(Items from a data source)
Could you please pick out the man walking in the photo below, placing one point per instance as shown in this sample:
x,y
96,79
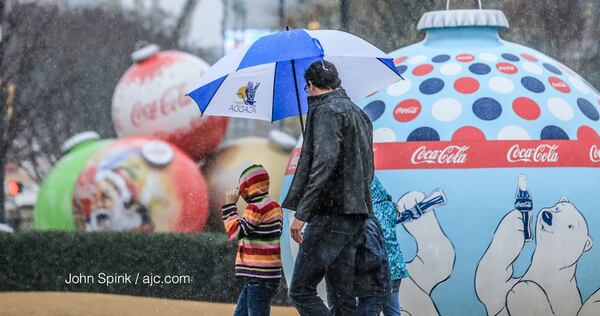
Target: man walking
x,y
331,193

- _Instructions to follow_
Please recast the lines above as a JSON list of strings, one string per line, with blank lines dropped. Leave the pictures out.

- _Result of the task_
[
  "Could you please pick out the man walking in the photo below, placing one point per instance as shown in this sample:",
  "x,y",
  "96,79",
  "Target: man walking",
  "x,y",
  "331,193"
]